> [The task]: Say how many lines of the listing below hold the word "meadow". Give only that number.
──────
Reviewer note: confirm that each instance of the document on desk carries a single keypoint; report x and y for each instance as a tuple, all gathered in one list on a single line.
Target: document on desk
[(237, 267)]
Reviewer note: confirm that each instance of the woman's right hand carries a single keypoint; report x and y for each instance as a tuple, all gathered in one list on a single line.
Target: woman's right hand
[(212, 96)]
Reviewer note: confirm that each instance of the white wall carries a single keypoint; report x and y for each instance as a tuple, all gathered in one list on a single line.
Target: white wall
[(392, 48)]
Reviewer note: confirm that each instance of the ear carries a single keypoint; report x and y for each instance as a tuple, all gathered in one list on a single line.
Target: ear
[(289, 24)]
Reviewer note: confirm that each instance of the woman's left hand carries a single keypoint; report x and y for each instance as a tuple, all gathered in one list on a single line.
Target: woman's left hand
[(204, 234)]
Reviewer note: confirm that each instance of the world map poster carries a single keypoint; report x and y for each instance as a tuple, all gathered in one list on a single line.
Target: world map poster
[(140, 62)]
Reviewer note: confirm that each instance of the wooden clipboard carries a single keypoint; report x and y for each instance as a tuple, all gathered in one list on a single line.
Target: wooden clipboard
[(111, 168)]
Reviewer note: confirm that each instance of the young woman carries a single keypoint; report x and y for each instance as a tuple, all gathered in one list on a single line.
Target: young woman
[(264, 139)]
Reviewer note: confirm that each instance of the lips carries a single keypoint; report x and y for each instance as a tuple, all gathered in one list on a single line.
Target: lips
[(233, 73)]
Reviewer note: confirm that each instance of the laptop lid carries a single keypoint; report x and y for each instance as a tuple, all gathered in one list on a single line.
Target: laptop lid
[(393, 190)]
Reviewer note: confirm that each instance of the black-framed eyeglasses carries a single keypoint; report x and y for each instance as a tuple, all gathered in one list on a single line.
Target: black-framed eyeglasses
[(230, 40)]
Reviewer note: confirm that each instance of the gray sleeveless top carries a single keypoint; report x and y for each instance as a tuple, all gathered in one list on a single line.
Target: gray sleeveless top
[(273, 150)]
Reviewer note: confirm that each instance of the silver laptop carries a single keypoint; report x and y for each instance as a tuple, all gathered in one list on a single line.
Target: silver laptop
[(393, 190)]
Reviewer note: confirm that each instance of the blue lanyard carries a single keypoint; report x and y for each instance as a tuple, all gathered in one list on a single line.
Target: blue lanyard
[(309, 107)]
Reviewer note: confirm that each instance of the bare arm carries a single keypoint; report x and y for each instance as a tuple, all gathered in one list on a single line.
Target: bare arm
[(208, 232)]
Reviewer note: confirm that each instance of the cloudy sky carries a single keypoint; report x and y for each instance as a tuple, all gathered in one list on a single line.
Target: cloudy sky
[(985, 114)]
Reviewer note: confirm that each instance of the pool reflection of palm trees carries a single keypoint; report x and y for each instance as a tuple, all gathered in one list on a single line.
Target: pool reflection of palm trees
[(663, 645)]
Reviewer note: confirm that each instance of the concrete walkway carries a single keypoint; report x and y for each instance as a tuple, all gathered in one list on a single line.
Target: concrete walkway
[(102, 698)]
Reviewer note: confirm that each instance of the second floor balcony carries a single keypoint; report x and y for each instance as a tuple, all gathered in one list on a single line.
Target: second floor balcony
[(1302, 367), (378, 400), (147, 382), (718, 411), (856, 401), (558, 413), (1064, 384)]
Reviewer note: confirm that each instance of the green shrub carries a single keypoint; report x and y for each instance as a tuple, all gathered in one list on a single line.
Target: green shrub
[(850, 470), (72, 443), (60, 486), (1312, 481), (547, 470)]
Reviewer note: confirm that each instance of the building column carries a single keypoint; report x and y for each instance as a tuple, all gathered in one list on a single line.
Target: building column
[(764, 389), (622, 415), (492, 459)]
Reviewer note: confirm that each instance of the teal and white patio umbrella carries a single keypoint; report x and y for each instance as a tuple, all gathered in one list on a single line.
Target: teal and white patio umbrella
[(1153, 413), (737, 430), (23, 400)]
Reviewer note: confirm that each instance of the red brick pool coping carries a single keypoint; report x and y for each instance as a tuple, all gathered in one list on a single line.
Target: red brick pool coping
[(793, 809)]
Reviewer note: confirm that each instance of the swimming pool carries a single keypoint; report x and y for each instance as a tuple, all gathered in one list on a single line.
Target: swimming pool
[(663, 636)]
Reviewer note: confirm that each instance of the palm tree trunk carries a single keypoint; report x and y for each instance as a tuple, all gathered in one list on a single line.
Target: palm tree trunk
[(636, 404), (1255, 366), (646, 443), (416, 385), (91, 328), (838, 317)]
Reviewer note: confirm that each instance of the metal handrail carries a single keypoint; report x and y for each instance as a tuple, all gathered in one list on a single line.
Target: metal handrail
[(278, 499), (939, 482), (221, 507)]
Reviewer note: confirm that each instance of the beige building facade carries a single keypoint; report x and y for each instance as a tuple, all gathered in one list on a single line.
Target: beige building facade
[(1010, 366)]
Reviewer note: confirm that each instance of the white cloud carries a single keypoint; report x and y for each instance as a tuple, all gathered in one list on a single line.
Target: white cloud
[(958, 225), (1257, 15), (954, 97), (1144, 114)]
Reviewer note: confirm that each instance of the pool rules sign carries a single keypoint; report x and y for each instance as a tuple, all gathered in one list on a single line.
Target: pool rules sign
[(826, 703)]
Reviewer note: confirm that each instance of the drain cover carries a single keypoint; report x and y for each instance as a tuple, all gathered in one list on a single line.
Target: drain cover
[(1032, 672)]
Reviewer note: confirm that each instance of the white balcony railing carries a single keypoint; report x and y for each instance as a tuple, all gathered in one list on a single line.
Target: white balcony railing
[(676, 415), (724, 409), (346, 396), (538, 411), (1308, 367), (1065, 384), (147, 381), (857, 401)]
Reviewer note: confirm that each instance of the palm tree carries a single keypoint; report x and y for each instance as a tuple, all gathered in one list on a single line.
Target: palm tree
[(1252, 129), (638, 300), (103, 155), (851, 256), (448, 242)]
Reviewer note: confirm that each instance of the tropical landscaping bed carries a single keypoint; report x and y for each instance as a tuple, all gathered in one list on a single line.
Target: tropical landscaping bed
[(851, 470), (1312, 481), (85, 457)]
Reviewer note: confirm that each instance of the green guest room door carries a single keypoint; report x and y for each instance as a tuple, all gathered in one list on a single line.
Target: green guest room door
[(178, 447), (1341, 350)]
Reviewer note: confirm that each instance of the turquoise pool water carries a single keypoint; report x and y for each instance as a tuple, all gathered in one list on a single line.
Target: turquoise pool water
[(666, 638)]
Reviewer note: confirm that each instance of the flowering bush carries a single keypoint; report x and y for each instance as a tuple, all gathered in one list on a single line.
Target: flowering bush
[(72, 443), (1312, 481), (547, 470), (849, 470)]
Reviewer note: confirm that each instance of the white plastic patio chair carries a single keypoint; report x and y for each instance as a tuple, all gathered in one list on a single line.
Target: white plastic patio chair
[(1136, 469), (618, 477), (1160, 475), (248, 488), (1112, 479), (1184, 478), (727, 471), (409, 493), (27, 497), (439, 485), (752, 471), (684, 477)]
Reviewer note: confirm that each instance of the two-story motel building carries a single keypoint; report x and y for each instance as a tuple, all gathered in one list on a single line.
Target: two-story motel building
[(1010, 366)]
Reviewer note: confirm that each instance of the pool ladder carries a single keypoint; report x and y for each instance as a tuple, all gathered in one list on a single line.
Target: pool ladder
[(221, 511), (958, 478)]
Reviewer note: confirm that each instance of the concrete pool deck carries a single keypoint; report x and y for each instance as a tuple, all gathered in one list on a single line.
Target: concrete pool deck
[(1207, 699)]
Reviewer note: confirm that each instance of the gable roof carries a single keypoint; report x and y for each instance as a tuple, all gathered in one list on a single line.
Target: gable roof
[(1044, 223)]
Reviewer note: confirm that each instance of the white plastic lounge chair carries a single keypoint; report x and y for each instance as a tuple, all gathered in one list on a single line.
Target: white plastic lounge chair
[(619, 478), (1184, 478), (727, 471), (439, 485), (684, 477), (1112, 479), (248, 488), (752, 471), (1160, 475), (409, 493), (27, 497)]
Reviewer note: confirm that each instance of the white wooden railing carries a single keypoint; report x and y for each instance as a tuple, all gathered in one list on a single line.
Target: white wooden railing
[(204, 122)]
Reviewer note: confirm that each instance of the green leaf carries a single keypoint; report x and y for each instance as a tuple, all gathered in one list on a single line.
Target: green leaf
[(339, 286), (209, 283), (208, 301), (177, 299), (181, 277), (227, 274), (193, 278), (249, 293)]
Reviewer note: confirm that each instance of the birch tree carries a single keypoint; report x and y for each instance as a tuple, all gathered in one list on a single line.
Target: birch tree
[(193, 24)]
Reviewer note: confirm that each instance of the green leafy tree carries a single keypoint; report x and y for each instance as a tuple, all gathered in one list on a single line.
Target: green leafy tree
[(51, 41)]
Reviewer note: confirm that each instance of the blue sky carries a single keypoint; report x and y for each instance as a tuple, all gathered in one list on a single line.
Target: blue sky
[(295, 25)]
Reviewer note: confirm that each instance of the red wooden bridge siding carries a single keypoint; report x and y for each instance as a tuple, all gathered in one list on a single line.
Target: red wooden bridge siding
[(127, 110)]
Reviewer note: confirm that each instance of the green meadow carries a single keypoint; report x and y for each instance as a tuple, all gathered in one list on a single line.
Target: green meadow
──────
> [Written answer]: 2